┌──

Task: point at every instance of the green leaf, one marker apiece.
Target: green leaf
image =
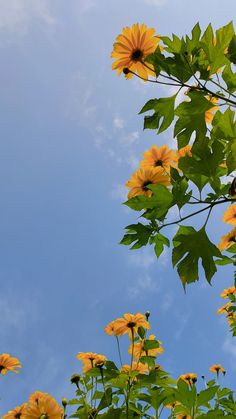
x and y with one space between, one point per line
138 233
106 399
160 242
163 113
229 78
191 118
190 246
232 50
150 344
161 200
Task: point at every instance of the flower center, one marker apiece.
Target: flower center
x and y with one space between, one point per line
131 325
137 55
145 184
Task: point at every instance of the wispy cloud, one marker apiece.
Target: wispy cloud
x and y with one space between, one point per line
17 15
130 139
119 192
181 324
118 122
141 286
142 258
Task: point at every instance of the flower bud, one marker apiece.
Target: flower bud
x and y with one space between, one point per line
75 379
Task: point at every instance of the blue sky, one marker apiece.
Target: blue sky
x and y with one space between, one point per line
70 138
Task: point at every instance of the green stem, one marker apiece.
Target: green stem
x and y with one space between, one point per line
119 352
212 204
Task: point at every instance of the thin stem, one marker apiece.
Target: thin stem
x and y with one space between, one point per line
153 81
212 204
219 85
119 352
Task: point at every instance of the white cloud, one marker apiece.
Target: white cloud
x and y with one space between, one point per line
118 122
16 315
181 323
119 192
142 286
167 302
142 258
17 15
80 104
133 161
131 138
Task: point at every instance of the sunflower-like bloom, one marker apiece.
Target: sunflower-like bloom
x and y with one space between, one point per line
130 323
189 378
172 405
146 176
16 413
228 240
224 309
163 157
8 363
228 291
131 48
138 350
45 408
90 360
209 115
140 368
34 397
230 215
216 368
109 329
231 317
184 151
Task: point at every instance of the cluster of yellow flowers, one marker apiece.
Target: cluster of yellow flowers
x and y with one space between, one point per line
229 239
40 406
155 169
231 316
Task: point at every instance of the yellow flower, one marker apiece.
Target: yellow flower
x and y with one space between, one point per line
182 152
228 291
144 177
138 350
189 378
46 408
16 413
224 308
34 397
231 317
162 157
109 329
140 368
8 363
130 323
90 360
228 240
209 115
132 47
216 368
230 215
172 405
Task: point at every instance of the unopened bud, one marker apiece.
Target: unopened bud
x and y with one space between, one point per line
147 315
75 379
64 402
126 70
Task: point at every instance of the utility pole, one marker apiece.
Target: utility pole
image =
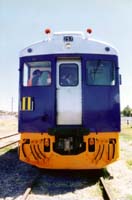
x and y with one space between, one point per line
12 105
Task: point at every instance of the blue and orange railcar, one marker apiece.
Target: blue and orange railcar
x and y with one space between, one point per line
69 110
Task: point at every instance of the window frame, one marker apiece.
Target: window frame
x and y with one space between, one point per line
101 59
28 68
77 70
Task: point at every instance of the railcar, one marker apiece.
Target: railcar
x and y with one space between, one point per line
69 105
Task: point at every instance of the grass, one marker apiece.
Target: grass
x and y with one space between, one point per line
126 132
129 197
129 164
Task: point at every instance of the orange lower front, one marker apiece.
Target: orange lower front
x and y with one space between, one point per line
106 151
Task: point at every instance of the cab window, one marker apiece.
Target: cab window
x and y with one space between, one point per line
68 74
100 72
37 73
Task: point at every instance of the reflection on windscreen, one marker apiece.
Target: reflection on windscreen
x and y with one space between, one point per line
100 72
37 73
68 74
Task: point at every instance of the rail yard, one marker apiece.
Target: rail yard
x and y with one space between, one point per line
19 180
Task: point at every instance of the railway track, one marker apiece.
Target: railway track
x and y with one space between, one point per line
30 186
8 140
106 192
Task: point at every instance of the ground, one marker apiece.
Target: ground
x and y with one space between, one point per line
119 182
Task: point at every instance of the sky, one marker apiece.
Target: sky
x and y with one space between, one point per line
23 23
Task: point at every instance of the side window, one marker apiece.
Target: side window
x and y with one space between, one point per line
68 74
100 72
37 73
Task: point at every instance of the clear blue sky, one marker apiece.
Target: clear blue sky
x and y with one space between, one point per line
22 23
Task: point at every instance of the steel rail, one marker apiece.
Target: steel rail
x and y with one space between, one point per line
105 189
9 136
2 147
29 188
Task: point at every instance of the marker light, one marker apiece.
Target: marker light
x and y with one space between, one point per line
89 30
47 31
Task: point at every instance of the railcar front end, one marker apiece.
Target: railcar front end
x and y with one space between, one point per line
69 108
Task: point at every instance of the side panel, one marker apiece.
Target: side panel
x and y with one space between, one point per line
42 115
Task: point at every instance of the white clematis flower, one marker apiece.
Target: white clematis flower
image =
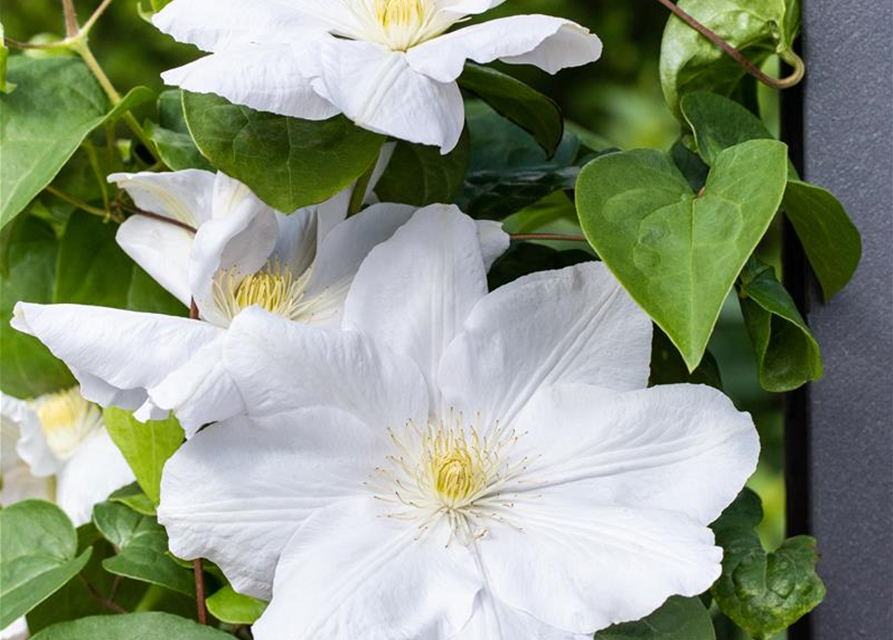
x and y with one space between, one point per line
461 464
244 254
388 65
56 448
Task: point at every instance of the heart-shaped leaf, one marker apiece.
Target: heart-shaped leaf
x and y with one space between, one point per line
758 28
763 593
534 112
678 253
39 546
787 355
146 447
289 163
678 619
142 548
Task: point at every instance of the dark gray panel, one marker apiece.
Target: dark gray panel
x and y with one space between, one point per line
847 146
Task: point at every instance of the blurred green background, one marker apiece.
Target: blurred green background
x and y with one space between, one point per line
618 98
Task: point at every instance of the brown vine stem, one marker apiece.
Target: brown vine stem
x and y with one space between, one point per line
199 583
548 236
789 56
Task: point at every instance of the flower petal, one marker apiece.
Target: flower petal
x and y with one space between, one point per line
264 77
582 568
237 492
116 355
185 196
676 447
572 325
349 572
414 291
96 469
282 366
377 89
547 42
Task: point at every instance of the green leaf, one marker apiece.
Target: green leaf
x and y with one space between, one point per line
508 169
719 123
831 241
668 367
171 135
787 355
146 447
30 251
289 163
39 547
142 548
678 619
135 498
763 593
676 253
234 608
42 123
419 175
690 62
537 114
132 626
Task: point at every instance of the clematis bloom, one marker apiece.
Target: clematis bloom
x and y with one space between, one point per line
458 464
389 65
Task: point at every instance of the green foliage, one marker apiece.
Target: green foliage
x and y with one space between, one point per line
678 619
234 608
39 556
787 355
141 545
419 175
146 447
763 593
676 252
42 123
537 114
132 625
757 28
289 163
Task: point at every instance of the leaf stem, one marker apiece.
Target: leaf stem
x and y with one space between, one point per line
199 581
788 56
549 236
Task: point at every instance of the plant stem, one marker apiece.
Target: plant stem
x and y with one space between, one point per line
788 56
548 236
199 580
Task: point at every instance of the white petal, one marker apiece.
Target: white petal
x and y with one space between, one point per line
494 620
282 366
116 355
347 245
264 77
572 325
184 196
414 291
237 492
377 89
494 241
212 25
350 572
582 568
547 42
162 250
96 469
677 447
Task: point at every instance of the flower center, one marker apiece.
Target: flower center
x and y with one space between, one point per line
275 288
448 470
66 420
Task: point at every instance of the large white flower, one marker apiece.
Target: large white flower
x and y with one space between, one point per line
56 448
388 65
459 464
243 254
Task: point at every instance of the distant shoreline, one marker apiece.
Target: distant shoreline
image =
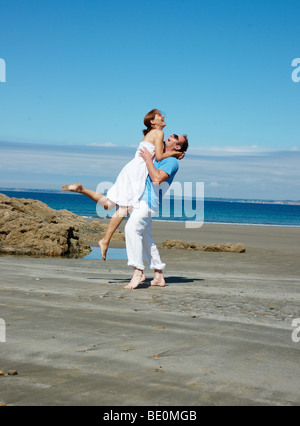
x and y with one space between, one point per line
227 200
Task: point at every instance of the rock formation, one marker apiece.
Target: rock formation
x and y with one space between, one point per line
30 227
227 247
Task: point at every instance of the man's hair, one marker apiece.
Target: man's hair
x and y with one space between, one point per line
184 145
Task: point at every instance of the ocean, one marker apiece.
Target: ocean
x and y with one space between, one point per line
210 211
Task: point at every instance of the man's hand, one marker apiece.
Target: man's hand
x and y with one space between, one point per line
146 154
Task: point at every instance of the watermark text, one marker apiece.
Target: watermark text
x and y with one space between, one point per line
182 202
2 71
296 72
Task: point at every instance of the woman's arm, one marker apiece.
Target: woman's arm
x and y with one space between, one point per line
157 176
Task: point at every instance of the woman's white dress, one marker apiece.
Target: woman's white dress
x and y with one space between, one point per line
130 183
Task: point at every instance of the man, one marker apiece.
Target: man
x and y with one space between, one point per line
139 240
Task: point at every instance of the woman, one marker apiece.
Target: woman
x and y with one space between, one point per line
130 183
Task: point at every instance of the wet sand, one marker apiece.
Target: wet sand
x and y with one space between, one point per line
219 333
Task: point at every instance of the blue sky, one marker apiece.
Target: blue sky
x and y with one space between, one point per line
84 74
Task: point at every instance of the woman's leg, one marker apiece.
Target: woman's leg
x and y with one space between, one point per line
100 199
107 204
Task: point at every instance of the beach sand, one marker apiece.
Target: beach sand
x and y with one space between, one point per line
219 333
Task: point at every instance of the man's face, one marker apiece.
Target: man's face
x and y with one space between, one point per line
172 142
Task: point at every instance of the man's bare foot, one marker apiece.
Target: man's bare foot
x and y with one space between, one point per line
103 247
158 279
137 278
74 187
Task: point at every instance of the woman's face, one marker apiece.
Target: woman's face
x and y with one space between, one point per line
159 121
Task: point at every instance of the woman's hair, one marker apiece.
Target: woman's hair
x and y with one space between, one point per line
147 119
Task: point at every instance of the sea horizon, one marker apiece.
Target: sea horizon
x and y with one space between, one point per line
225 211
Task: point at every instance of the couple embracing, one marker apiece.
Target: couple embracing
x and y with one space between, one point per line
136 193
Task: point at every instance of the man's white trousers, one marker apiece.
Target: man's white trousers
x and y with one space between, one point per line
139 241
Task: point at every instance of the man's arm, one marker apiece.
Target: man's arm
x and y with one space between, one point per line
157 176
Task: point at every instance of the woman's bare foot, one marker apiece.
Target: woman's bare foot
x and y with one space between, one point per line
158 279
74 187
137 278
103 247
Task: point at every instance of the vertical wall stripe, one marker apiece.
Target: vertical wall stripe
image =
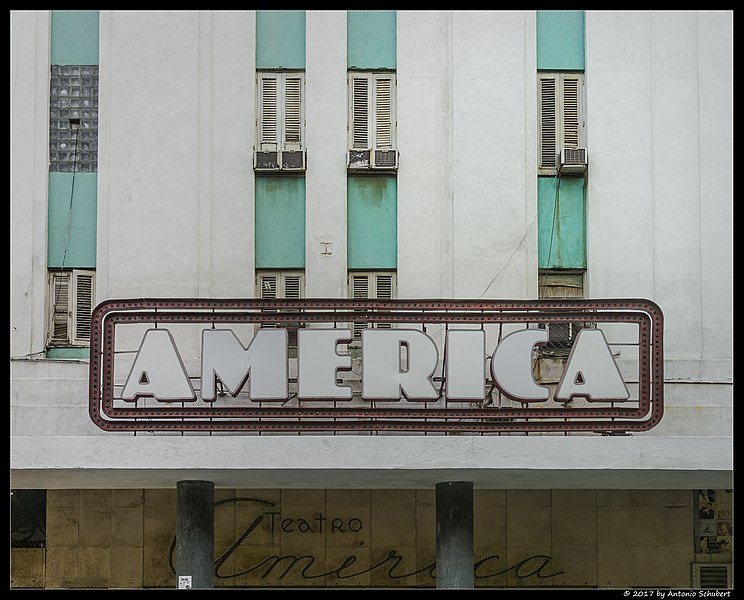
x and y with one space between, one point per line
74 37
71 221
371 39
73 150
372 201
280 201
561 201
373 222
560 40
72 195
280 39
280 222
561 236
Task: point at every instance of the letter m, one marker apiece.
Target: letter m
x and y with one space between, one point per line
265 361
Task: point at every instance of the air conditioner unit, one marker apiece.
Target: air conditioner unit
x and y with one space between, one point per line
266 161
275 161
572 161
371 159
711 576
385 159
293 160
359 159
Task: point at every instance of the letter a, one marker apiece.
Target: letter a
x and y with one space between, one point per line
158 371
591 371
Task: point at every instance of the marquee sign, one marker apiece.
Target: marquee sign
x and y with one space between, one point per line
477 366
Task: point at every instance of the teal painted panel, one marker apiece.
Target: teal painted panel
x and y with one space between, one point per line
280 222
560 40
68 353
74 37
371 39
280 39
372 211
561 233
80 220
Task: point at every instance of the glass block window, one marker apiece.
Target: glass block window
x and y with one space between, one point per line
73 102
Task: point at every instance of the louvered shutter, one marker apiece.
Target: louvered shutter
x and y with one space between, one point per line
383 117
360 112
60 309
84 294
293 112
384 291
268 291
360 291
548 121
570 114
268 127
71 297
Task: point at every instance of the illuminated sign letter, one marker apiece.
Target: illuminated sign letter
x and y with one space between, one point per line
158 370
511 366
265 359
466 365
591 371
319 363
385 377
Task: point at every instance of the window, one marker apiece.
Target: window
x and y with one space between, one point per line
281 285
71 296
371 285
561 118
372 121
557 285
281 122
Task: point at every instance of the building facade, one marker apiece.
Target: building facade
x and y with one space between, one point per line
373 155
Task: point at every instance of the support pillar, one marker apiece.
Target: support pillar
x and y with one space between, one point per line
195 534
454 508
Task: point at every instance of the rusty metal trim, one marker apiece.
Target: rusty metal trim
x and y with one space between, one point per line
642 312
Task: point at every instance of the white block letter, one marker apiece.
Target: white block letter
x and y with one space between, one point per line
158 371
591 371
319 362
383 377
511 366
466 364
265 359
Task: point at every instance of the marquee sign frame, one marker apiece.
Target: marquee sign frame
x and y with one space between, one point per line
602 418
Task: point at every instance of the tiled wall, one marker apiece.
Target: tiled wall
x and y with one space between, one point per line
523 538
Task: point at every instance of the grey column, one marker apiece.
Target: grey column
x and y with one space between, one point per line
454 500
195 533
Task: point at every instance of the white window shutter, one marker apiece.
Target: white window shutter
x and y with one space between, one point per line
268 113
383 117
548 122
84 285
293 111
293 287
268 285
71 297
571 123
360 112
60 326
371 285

└──

*Assignment*
Extract from the records above the lines from the one containing "Task: point at every instance of the man, one" to the one containing "Target: man's face", both lines included, exactly as they appear and with nothing else.

*Answer to the exercise*
Task: point at every instance of the man, one marker apiece.
Target: man
x and y with one space between, one point per line
139 240
Task: point at every instance of the woman, one marker apiece.
Target: woman
x and y with one space between, one point per line
130 183
Task: point at every instance of the wet sand, one marker apiece.
Target: wet sand
x and y with one space between, one point per line
219 333
Task: point at every instance of the blue sky, one marker apiece.
Target: blue sky
x and y with one space between, one point per line
84 74
Task: point at every instance of the woman's leg, one marker apiece.
Target: woman's leg
x and y with one space between, one point per line
100 199
107 204
Task: point at every instance of the beach sand, one marker apiece.
Target: beach sand
x and y with one space between, one point per line
219 333
Task: point at every instance of the man's face, one marker apiece.
Target: man's face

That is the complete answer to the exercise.